• Given data
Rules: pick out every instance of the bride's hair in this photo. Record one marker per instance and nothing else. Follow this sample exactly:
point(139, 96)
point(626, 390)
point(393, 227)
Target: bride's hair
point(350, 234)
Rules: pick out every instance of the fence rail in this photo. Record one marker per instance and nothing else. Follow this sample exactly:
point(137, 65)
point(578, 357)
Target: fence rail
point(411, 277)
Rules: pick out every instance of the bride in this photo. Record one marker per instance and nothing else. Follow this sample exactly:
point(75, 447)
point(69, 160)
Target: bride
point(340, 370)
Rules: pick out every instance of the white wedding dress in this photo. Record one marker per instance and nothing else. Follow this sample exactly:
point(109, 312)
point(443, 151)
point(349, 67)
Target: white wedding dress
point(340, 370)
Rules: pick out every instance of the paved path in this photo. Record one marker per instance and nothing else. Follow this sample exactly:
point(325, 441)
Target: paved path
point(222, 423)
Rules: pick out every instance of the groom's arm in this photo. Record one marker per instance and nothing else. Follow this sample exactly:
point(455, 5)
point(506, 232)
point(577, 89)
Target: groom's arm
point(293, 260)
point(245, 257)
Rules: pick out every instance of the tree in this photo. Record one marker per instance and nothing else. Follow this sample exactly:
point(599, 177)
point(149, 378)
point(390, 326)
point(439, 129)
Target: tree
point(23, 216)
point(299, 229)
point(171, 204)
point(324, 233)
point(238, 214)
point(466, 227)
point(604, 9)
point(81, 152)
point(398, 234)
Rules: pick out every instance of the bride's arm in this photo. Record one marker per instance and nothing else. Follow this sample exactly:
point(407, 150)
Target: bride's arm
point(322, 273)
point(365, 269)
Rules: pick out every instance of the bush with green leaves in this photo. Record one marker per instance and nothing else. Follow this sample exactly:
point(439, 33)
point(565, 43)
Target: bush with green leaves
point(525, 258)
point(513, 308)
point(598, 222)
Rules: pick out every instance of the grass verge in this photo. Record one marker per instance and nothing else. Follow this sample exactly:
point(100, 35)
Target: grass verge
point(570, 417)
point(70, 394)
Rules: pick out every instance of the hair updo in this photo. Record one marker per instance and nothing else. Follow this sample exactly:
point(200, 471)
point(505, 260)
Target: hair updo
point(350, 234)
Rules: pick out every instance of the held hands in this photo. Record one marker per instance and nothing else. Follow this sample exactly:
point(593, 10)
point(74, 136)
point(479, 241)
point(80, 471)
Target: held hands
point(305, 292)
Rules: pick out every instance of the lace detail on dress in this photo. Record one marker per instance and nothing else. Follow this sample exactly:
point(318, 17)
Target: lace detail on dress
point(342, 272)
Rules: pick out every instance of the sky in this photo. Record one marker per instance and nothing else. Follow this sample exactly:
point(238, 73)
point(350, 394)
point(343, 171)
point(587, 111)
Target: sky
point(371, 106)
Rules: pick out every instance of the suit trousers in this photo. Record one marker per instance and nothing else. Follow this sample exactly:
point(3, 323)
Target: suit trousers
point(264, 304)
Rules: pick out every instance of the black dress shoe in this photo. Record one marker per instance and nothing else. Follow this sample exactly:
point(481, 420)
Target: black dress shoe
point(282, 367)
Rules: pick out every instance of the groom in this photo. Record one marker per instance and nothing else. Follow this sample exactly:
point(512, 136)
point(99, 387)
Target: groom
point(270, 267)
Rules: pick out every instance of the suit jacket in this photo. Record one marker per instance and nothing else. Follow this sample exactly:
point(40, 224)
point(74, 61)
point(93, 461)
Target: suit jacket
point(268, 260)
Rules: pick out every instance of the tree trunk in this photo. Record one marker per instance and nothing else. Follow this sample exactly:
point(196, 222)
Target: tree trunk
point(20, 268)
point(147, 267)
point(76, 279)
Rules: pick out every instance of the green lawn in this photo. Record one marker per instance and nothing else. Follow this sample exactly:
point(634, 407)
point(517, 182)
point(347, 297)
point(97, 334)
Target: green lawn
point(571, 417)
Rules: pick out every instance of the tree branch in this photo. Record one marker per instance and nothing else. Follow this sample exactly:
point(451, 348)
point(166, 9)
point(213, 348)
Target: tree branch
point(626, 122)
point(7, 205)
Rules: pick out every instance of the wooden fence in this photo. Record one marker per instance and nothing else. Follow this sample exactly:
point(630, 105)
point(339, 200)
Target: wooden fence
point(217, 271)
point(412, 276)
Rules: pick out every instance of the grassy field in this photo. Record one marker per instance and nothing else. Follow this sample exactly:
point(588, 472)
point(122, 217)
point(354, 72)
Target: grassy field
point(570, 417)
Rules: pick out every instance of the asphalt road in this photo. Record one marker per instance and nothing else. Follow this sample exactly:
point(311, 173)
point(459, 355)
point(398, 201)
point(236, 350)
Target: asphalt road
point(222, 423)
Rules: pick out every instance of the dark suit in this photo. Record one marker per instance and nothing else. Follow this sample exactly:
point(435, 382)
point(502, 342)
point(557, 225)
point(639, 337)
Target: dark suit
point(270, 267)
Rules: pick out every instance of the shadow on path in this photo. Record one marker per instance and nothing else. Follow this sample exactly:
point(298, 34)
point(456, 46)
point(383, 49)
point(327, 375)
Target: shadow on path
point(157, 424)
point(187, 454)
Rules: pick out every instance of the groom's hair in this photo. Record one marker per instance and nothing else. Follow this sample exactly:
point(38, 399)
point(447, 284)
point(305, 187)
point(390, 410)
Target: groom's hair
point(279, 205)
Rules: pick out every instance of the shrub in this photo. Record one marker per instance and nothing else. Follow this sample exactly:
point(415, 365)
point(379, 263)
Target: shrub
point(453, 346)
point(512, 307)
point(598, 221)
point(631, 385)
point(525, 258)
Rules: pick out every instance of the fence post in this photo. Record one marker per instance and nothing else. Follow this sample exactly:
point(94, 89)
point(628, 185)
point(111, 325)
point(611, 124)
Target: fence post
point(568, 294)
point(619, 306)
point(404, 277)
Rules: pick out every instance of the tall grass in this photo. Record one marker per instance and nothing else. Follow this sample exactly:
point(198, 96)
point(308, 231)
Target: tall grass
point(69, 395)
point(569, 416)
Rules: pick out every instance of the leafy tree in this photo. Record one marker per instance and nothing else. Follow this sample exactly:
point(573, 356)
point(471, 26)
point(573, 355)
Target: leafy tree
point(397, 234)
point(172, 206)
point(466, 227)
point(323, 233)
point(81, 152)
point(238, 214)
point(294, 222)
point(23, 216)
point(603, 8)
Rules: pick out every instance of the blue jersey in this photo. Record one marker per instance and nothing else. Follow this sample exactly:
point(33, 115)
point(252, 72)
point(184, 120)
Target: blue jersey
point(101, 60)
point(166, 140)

• Task brief
Put every line of the records above into a Markdown table with two columns, Number and Entry. Number the rows in order and leave out blank lines.

• Finished exercise
| Number | Entry |
|---|---|
| 1 | Rules: pick out every instance of the bride's hair in this photo. Record one marker per instance and nothing else. Follow this sample exactly: |
| 2 | point(139, 96) |
| 3 | point(626, 390) |
| 4 | point(393, 227) |
| 5 | Target: bride's hair |
| 6 | point(350, 234) |
| 7 | Rules: pick out every instance of the fence rail in this photo. Record one marker per instance and nothing else. Follow this sample exactly: |
| 8 | point(137, 65) |
| 9 | point(578, 357) |
| 10 | Target: fence rail |
| 11 | point(411, 277) |
| 12 | Rules: pick out every instance of the bride in this photo. Record one marker per instance and nothing else. Follow this sample exactly: |
| 13 | point(75, 447) |
| 14 | point(69, 160) |
| 15 | Target: bride |
| 16 | point(340, 370) |
| 17 | Rules: pick out every instance of the white wedding dress in this photo. Record one marker per instance and nothing else. Follow this sample exactly: |
| 18 | point(109, 312) |
| 19 | point(443, 151) |
| 20 | point(349, 67) |
| 21 | Target: white wedding dress |
| 22 | point(340, 370) |
| 23 | Rules: pick out every instance of the paved path in this photo. Record one marker per instance and nothing else. Follow this sample exactly: |
| 24 | point(325, 441) |
| 25 | Target: paved path |
| 26 | point(222, 423) |
| 27 | Rules: pick out every instance of the groom's arm in this photo. Record one marker per instance and nothing else. Follow this sample exactly: |
| 28 | point(455, 5) |
| 29 | point(506, 232) |
| 30 | point(577, 89) |
| 31 | Target: groom's arm |
| 32 | point(293, 260) |
| 33 | point(245, 257) |
| 34 | Rules: pick out every instance of the tree in this photo. Record one marker per instance and nothing else. Follow this sample exactly: |
| 35 | point(599, 177) |
| 36 | point(149, 378) |
| 37 | point(390, 326) |
| 38 | point(439, 129) |
| 39 | Target: tree |
| 40 | point(23, 216) |
| 41 | point(299, 229) |
| 42 | point(171, 204) |
| 43 | point(324, 233) |
| 44 | point(238, 214) |
| 45 | point(466, 227) |
| 46 | point(604, 9) |
| 47 | point(81, 152) |
| 48 | point(398, 234) |
| 49 | Rules: pick out every instance of the bride's arm in this photo. Record one marker per instance and nothing else. Follow this sample exactly: |
| 50 | point(407, 150) |
| 51 | Target: bride's arm |
| 52 | point(322, 273) |
| 53 | point(365, 269) |
| 54 | Rules: pick out every instance of the bush with green leaves in this photo. Record one marker per instance and nothing else. Follow this sample exactly: |
| 55 | point(439, 33) |
| 56 | point(565, 43) |
| 57 | Target: bush with green leaves |
| 58 | point(525, 258) |
| 59 | point(513, 308) |
| 60 | point(598, 222) |
| 61 | Rules: pick out every instance of the grass verge in this photo. Record one marker per instance and nothing else. Follow this sample exactly: |
| 62 | point(100, 35) |
| 63 | Target: grass verge |
| 64 | point(570, 417) |
| 65 | point(70, 394) |
| 66 | Rules: pick out every instance of the hair updo in this photo. Record one marker per instance and nothing else. Follow this sample exactly: |
| 67 | point(200, 471) |
| 68 | point(505, 260) |
| 69 | Target: hair updo |
| 70 | point(350, 234) |
| 71 | Rules: pick out every instance of the held hands in this photo. Record one marker per instance and nothing else. Follow this sample exactly: |
| 72 | point(593, 10) |
| 73 | point(74, 136) |
| 74 | point(479, 241) |
| 75 | point(80, 471) |
| 76 | Target: held hands |
| 77 | point(305, 292) |
| 78 | Rules: pick out every instance of the lace detail on dress in this photo. Record one marker per instance and nothing else. Follow this sample exactly: |
| 79 | point(318, 17) |
| 80 | Target: lace detail on dress |
| 81 | point(342, 272) |
| 82 | Rules: pick out every instance of the sky in this photo. Record one marker per instance and nothing else. Follow this sample exactly: |
| 83 | point(238, 73) |
| 84 | point(350, 394) |
| 85 | point(343, 171) |
| 86 | point(587, 111) |
| 87 | Target: sky |
| 88 | point(371, 106) |
| 89 | Rules: pick out every instance of the suit trousers in this photo. Record one marker per instance and nothing else. Follow this sample exactly: |
| 90 | point(3, 323) |
| 91 | Target: suit trousers |
| 92 | point(264, 304) |
| 93 | Rules: pick out every instance of the black dress shoe in this photo. Record one marker per instance and nothing else. Follow this sample exactly: |
| 94 | point(481, 420) |
| 95 | Target: black dress shoe |
| 96 | point(282, 367) |
| 97 | Rules: pick out every instance of the groom in this photo. Record one marker per instance and nothing else. Follow this sample exactly: |
| 98 | point(512, 136) |
| 99 | point(99, 387) |
| 100 | Target: groom |
| 101 | point(270, 267) |
| 102 | Rules: pick out every instance of the suit jacket in this photo. Record one marker per instance and nothing else. Follow this sample exactly: |
| 103 | point(40, 224) |
| 104 | point(74, 61) |
| 105 | point(93, 461) |
| 106 | Target: suit jacket |
| 107 | point(268, 260) |
| 108 | Rules: pick out every instance of the tree trunk in this photo. Record one marker per instance and nothing else. Follow this sample exactly: |
| 109 | point(196, 222) |
| 110 | Target: tree trunk |
| 111 | point(20, 268) |
| 112 | point(147, 267) |
| 113 | point(76, 279) |
| 114 | Rules: pick out every instance of the green lawn in this photo. Record one marker per instance and nothing else. Follow this sample exactly: |
| 115 | point(634, 407) |
| 116 | point(517, 182) |
| 117 | point(347, 297) |
| 118 | point(97, 334) |
| 119 | Target: green lawn |
| 120 | point(571, 417) |
| 121 | Rules: pick out every instance of the tree branch in this photo. Record one marker per instance and nothing else. Follow this sample exactly: |
| 122 | point(451, 348) |
| 123 | point(166, 9) |
| 124 | point(213, 348) |
| 125 | Target: tree branch |
| 126 | point(626, 122) |
| 127 | point(7, 205) |
| 128 | Rules: pick out every instance of the wooden fence in this photo. Record one marker per instance and nothing else. Follow this sample exactly: |
| 129 | point(630, 105) |
| 130 | point(339, 200) |
| 131 | Target: wooden fence |
| 132 | point(217, 271) |
| 133 | point(412, 276) |
| 134 | Rules: pick out every instance of the grassy field in this photo. Record one marker per instance and nothing else. Follow this sample exactly: |
| 135 | point(588, 472) |
| 136 | point(122, 217) |
| 137 | point(354, 72) |
| 138 | Target: grassy field |
| 139 | point(570, 417) |
| 140 | Rules: pick out every instance of the asphalt road in this photo. Record one marker per instance and nothing else. Follow this sample exactly: |
| 141 | point(311, 173) |
| 142 | point(459, 355) |
| 143 | point(398, 201) |
| 144 | point(236, 350) |
| 145 | Target: asphalt road |
| 146 | point(222, 423) |
| 147 | Rules: pick out every instance of the dark suit in this photo. Record one marker per instance and nothing else. Follow this sample exactly: |
| 148 | point(435, 382) |
| 149 | point(502, 342) |
| 150 | point(557, 225) |
| 151 | point(639, 337) |
| 152 | Target: dark suit |
| 153 | point(270, 267) |
| 154 | Rules: pick out every instance of the shadow on path in this photo. Record one marker per instance and nothing else. Follow this sample exactly: |
| 155 | point(298, 34) |
| 156 | point(456, 46) |
| 157 | point(383, 49) |
| 158 | point(327, 375) |
| 159 | Target: shadow on path |
| 160 | point(157, 424) |
| 161 | point(187, 454) |
| 162 | Rules: pick out every instance of the groom's hair in this photo. Record one marker per instance and nothing else. Follow this sample exactly: |
| 163 | point(38, 399) |
| 164 | point(447, 284) |
| 165 | point(305, 187) |
| 166 | point(390, 410) |
| 167 | Target: groom's hair |
| 168 | point(279, 205) |
| 169 | Rules: pick out every instance of the shrub in this photo. Record one marker per instance and nothing else. Follow this sample exactly: |
| 170 | point(415, 365) |
| 171 | point(379, 263) |
| 172 | Target: shrub |
| 173 | point(453, 346) |
| 174 | point(512, 307) |
| 175 | point(598, 221) |
| 176 | point(631, 385) |
| 177 | point(525, 258) |
| 178 | Rules: pick out every instance of the fence post in this photo. Record one marker per instance and nothing else. Follow this sample exactly: |
| 179 | point(94, 89) |
| 180 | point(628, 185) |
| 181 | point(111, 325) |
| 182 | point(611, 124) |
| 183 | Target: fence post |
| 184 | point(568, 294) |
| 185 | point(619, 306) |
| 186 | point(404, 277) |
| 187 | Rules: pick out every instance of the tall grass in this photo. Record one marker per instance and nothing else. Follow this sample exactly: |
| 188 | point(198, 96) |
| 189 | point(308, 231) |
| 190 | Target: tall grass |
| 191 | point(69, 395) |
| 192 | point(569, 416) |
| 193 | Rules: pick out every instance of the leafy tree in this photo. Record one marker per instance and nothing else. Follow this sample exactly: |
| 194 | point(573, 356) |
| 195 | point(471, 26) |
| 196 | point(573, 355) |
| 197 | Target: leafy tree |
| 198 | point(397, 234) |
| 199 | point(172, 206) |
| 200 | point(466, 227) |
| 201 | point(323, 233) |
| 202 | point(81, 152) |
| 203 | point(238, 214) |
| 204 | point(294, 222) |
| 205 | point(23, 216) |
| 206 | point(603, 8) |
| 207 | Rules: pick out every instance of the blue jersey in this photo. Record one marker per instance and nothing else. Follow this sample exactly: |
| 208 | point(33, 115) |
| 209 | point(252, 72) |
| 210 | point(184, 120) |
| 211 | Target: blue jersey |
| 212 | point(101, 60) |
| 213 | point(166, 140) |